Reading passage:
▬▬▬▬▬▬

Tongue in Cheek
A wife drove her husband to see me.
He was having panic attacks just looking at a train. Sadly this meant he was unable to commute from his home in leafy Norbiton, Surrey, to his office in grimy EC2, London.
He was South African. His dad was a millionaire and his son has spent six months in ‘a cross between The Priory and a boot camp’ to cure him of his gambling addiction. And it worked! (Sadly, however, they didn’t know he’d substituted a crack-cocaine addiction for the gambling.)
He really didn’t want to be here.
Eventually I got him on the couch, did an induction and was counting him down deeper when he shot bolt-upright; eyes wide open.
“What’s going on?” I asked.
“Well, you know, you don’t know what to think about this hypnosis lark. I mean did you see that programme last night?”
The previous night Channel 4 has broadcast ‘The Dark Side of Stage hypnosis’, featuring a tawdry bunch of northerners in shiny suits earning their crusts getting drunk girls in bars to fall in love with mops. Sheesh!
“Yes. I saw it,” I admitted.
“Well there you go,” he said. “You see an awful lot of dodgy hypnotists on the telly.”
“Yes,” I said. “And I’ve seen an awful lot of dodgy South Africans on the telly, too, but I’m not going to hold that against you. So what’s the real problem?”
“Err ... I could feel myself going and ... well ... I was scared.”
“Good. Well you’ve proved one thing. You have absolute control. And if at any time in the future you feel uncomfortable you know you can just snap yourself out of it again. But. Just one thing. Snapping yourself out like that isn’t clever. It’s like being jolted awake from a deep sleep. Not recommended. You can still do it but it would be better for you, if you start to feel uneasy, just poke your tongue out. If I see you poke out your tongue I’ll wake you up nicely and that will be better all round. Do you think you can do that? Can you poke your tongue out?”
Of course, he never did and the rest of the therapy proceeded serenely.

▬▬▬▬▬▬

Stored data entries:
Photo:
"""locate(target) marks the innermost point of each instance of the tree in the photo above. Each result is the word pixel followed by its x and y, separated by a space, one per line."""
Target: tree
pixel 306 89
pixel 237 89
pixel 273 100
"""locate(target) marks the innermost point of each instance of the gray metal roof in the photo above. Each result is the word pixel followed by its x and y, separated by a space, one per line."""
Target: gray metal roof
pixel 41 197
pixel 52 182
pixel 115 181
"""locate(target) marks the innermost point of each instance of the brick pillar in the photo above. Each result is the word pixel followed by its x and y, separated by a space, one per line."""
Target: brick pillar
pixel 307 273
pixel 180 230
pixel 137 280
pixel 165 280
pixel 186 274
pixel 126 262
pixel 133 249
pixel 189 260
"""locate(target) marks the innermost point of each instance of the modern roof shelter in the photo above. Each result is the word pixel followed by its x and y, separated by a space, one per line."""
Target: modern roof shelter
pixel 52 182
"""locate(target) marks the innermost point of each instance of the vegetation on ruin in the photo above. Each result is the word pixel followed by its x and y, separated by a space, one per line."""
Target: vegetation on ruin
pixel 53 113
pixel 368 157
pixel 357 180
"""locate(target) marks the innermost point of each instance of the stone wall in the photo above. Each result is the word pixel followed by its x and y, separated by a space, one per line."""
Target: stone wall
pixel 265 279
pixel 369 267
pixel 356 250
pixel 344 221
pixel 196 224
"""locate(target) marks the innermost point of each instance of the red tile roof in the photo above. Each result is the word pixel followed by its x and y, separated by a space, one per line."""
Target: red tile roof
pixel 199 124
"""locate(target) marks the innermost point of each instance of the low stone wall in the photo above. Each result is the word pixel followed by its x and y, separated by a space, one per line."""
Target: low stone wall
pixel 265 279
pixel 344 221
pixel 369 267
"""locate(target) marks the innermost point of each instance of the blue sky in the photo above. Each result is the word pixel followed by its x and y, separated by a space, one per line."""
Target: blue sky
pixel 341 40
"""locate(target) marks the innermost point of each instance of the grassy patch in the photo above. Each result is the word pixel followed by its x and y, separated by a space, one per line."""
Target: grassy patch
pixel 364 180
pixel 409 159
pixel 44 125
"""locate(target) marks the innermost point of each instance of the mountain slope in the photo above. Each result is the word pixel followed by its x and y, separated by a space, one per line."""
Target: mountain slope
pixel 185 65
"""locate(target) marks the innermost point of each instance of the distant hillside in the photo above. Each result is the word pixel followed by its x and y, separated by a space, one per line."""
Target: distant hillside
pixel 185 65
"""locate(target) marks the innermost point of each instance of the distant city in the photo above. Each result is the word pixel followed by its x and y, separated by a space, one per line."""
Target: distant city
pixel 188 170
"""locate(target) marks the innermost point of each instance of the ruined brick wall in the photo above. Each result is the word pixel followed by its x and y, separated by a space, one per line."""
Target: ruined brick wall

▬▬▬▬▬▬

Task directions:
Reproduce the hypnosis story word for word, from "He really didn’t" up to and including "eyes wide open.". None of the rows is needed here.

Answer to this problem:
He really didn’t want to be here.
Eventually I got him on the couch, did an induction and was counting him down deeper when he shot bolt-upright; eyes wide open.